# [READING TEXT]

⟨

By 1579, ruffs had grown prodigiously in England. Ladies took to them with a fervor & would not be outdone by the ruffs of the men. It is said of the Reine Margot that, when seated at dinner, she was obliged to have a spoon with a handle two feet long for the purpose of passing her soup over her ruff, & preserving it rigid & immaculate.

1560 Elizabeth Fitzgerald, Countess of Lincoln

English Puritan Philip Stubbes fretted that mere linen was not good enough for some ruffs, & as bigger & bigger ruffs became the style, all the money spent on these collars could ruin the fortunes of Englands families. "And as though Cambrick, Holland, Lawne, & the finest cloth that mayebee got any where for money, were not good inough, they have them wrought allover with silke woorke, & peradventure laced with golde & silver, or other costly lace of no small price. And whether they have Argente to mayntaine this geare withall, or not, it forceth not much, for they will have it by one meane or another, or else they will eyther sell or morgage their Landes (as they have goodstore) on Suters hill & Stangate hole, with losse of their lives at Tiburne in a rope.& in sure token thereof, they have now newly found out a more monstrous kind of ruffe of xii, yea, xvi lengthes a peece, set 3 or 4 times double, & is ofsome, fitlie called: "Three steppes & a halfe to the Gallowes."

1560s Unknown Lady, formerly identified as Mary Queen of Scots by an Unknown Artist

Reflecting the popularity of starch in England, the state papers of the reign of Elizabeth, grant the monopoly of the manufacture of starch to one Richard Young, described as a justice, about the year 1688. In December 1689, there was a prosecution against an infringer on the patent. The subject of this was "Charles Glead, gentleman, now resident in Kent, found & proved a maker of starch at one Mr Draper's, a gentleman in Bedenwell in the said comity." Mr Glead, it appears, did not attempt to deny the allegations against him, but confessed that he had also made starch "at his father's in Oxfordshire." Indeed, he had the hardihood to declare to the queen's messengers that he would make starch notwithstanding any patent or other warrant yet granted, unless it was set down by act of parliament. Another instance of starch patent infrigement occured about the year 1600, when the authorities descended upon the house of Osmund Withers of Taunton, who was charged with a like infringement. 

Countess of Bedford Lucy Harrington by Marcus Gheeraerts

Ruffs, or ruffled collars, framed the face & dictated the hairstyles of the age which were generally short for men & swept up for women.

1560s Jane Dormer, Duchess of Feria by Mor

Ruffs or ruffles were sometimes added to the cuffs of sleeves. Pleated cuffs in a style matching the ruff were also found on shirts, partlets, & some high-necked smocks.

⟩

# [SHORT EXERCISE A]
Answer these questions from the text on ruffs:
(i) By what year had ruffs grown prodigiously in England?
(ii) According to Philip Stubbes, what were people calling the new ruff of twelve to sixteen lengths set three or four times double?
(iii) What town was Osmund Withers from?
# [SHORT EXERCISE B]
From the portrait captions in the text on ruffs, list every sitter as the caption identifies them.
# [SHORT EXERCISE C]
Continue the text on ruffs, picking up after its final sentence.

# [RAW DATA]
⟨

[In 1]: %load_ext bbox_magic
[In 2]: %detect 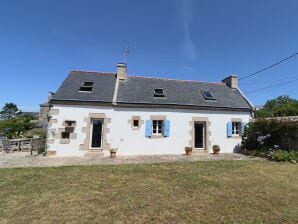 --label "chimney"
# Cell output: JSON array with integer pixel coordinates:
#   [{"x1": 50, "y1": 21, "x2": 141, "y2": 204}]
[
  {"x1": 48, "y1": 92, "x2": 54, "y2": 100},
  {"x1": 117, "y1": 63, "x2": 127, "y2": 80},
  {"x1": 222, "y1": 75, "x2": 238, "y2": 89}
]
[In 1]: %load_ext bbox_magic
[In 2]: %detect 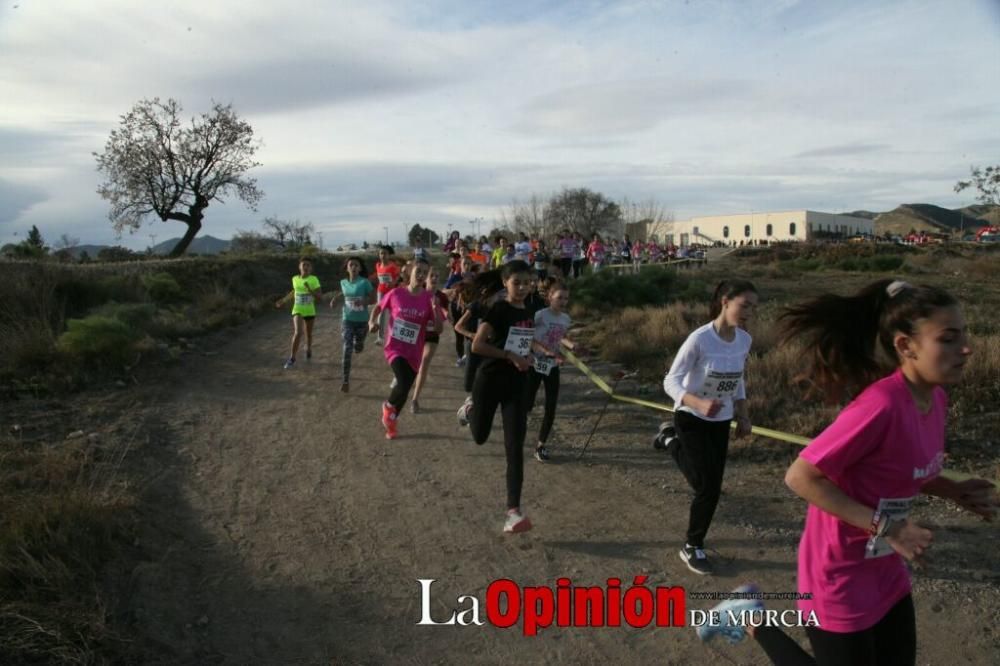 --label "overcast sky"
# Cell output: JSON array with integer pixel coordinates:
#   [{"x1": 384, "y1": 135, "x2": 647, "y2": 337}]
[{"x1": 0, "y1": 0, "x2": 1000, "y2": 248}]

⟩
⟨

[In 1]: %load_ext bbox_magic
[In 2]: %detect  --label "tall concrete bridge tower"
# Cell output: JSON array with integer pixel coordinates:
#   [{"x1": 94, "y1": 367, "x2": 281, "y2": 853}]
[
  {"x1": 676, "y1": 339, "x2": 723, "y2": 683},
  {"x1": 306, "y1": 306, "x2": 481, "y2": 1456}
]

⟩
⟨

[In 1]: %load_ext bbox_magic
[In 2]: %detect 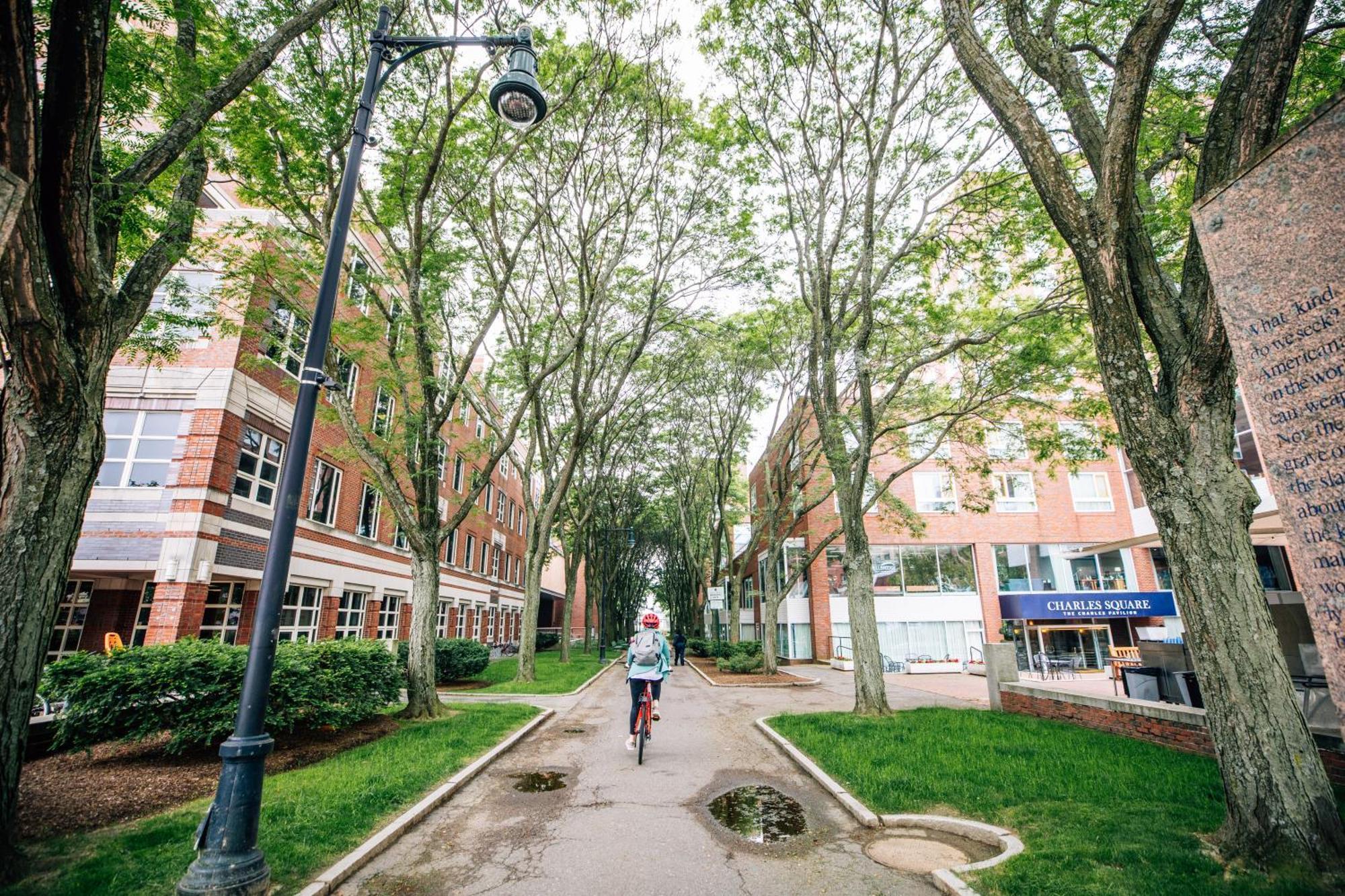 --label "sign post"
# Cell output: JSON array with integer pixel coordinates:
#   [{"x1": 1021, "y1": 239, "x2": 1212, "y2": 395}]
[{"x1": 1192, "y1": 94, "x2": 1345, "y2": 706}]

⟩

# [TASK RESULT A]
(i) 1579
(ii) "Three steppes & a halfe to the Gallowes."
(iii) Taunton

# [TASK RESULT B]
- Elizabeth Fitzgerald, Countess of Lincoln
- Unknown Lady, formerly identified as Mary Queen of Scots
- Lucy Harrington, Countess of Bedford
- Jane Dormer, Duchess of Feria

# [TASK RESULT C]
1560s Giovanni Battista Moroni (Late Italian Renaissance painter, c 1520–1578) Portrait of a Woman with a Book

As ruffs began to grow in width & because lace came in narrow strips, several needed to be sewn together to form the 9 or so inches it might take to make a large ruff.

1560s Margaret Russell 1560-1616, Countess of Cumberland Artist Unknown

Most ruffs were white, because lace was expensive & if it was dyed it might not be able to be washed successfully so that it could be used again.

1562 Hans Eworth Margaret Audley 1539-1564, Duchess of Norfolk

But among the upper classes who were less concern about cost, ruffs were colored by adding water soluable color to the starch used to stiffen the ruffs.

1564 Sisters Ermengard and Walburg von Rietberg

Ruffs were often colored during starching process, vegetable dyes were used to give the ruff a yellow, pink or mauve tint.

1565 Margaret Clifford, Countess of Derby, or A Lady of the Wentworth Family, by Hans Eworth

A pale blue color could also be obtained via the use of smalt, though Queen Elizabeth I issued a Royal Prerogative, "Her Majesty's pleasure is that no blue starch shall be used or worn by any of her Majesty's subjects, since blue was the color of the flag of Scotland."

1566 Lady Jean Gordon, first wife of the Earl of Bothwell by an artist of the Nethlandish School

Stubbes wrote of how they added color to their ruffs, "And this starch they make of divers substances — of all collours & hues, as white, redde, blewe, purple, & the like."

c 1569 Isabel de Valois, Queen of Spain

As travel & communication increased throughout the latter half of the century, fashion became more easily adopted across the continent.

1568 Portrait of Elisabeth de Valois.

By the 1550s, the ruffles were still quite small & usually box-pleated, but layers of ruffling were stacked on each other for a thicker, fuller ruff. These ruffs were full at the sides & back of the head, and then tapered down, as they reached the front.

1568 Adriaen van Cronenburgh (1520–1604) Katheryn of Berain, the Mother of Wales 1535-1591

Ruffs of the 1550s & 1560s were decorated primarily along the edges, with black, gold, silver, or other contrasting embroidery. Some ruff edges were even decorated with spangles.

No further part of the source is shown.